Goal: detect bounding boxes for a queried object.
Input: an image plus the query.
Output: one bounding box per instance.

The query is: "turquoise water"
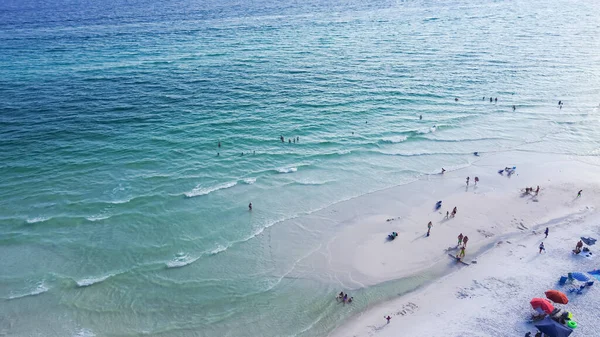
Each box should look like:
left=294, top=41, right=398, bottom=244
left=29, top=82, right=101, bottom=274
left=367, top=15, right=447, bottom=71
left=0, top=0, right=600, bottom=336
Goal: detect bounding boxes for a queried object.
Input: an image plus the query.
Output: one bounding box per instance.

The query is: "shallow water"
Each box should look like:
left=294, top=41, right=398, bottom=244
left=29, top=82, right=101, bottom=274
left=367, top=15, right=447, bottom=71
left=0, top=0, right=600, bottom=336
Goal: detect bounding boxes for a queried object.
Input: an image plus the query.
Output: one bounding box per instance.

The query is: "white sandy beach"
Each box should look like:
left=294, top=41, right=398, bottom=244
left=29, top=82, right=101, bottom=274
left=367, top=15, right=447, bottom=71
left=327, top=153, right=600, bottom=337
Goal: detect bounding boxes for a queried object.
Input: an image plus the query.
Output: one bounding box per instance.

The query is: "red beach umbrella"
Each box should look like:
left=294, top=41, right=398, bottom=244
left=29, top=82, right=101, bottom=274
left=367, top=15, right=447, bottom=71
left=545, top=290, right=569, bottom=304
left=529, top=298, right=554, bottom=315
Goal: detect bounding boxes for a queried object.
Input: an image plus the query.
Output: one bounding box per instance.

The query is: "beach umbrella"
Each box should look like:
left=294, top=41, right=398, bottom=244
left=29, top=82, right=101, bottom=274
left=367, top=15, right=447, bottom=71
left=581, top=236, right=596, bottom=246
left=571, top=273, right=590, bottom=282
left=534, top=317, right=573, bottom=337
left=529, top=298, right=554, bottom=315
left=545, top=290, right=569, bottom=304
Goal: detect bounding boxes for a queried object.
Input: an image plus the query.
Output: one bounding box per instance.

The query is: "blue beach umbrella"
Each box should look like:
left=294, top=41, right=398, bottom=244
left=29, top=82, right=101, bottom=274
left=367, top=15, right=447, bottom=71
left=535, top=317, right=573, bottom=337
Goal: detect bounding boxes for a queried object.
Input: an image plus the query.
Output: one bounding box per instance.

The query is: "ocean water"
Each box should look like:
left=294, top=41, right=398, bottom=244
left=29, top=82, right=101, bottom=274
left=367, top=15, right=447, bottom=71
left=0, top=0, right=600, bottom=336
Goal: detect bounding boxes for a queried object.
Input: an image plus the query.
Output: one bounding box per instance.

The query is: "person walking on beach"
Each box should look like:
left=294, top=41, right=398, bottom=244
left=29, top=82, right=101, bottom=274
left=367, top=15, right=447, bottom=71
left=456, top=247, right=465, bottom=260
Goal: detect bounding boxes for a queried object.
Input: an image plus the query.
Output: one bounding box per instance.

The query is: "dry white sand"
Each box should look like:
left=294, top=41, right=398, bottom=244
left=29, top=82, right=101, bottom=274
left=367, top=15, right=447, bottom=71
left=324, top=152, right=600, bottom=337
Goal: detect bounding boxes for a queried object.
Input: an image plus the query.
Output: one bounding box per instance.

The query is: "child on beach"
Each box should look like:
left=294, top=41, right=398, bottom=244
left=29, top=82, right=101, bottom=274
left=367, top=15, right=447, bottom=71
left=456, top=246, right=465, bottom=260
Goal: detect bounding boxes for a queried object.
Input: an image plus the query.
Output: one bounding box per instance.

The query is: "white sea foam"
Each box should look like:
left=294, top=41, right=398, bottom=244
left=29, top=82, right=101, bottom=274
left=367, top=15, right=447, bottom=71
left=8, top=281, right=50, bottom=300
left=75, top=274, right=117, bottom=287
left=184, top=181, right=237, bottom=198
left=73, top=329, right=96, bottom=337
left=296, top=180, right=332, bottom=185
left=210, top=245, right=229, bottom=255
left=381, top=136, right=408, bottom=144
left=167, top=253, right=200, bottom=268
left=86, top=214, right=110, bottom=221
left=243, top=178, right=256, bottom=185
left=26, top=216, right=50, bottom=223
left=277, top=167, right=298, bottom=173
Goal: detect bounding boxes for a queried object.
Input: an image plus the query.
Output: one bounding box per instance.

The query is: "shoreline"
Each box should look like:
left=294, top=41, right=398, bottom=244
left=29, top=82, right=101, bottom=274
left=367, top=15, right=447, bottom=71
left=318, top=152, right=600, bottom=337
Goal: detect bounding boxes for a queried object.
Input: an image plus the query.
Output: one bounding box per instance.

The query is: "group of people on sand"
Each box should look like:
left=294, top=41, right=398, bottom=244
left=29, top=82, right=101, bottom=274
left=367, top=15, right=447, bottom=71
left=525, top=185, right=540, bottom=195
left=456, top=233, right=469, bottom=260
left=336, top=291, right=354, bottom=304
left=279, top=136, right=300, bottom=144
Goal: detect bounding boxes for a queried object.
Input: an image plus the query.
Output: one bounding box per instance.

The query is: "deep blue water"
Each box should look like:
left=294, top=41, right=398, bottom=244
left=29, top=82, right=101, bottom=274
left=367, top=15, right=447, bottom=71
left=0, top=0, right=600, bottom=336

****************************************

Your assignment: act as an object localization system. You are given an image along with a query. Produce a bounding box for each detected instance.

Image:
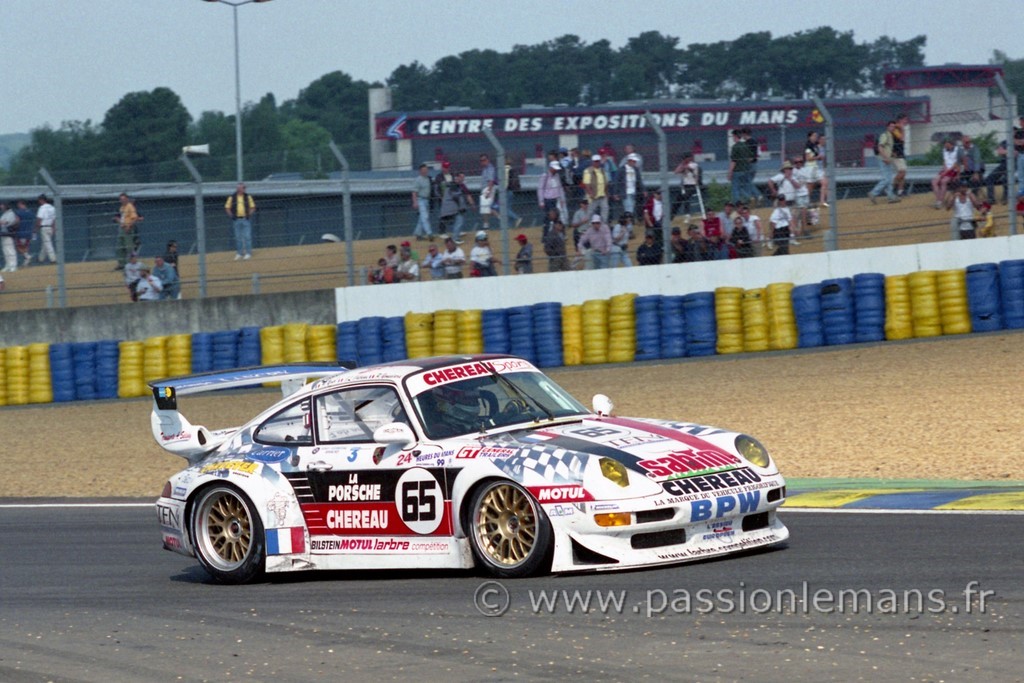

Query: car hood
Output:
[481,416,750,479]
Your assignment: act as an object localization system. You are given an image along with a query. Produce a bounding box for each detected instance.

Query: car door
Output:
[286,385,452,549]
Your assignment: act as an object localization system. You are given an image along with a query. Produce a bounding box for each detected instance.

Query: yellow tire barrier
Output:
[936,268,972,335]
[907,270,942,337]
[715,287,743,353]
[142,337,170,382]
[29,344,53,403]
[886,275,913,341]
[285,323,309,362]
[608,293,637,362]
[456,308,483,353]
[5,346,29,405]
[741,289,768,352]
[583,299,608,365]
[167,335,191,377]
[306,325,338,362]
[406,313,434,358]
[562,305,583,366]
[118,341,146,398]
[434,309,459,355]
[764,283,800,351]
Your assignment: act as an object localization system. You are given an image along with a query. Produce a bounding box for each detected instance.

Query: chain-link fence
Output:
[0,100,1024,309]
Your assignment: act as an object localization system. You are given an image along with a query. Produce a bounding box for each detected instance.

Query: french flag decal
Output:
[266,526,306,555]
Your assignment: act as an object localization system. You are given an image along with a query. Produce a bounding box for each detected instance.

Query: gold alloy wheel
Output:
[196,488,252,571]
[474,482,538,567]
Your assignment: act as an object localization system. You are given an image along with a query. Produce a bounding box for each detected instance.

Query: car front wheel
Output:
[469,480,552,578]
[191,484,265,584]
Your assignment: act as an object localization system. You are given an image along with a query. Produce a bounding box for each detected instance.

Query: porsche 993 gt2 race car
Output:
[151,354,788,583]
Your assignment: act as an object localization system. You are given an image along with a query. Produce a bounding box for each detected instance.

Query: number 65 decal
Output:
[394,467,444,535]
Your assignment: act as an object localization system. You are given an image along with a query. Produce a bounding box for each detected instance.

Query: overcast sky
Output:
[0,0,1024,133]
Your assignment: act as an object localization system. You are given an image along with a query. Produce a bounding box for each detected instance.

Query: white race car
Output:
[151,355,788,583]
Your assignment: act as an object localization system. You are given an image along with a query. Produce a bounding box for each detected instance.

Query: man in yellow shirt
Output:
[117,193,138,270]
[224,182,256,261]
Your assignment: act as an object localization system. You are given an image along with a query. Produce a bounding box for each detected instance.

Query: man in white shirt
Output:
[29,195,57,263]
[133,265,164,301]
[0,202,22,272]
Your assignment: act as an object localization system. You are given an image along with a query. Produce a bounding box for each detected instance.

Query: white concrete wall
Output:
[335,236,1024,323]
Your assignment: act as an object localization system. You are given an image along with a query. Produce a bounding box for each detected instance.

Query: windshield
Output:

****************************************

> **Problem**
State how many lines of the records contain the string "umbrella". Reply with the number alone.

> **Final result**
3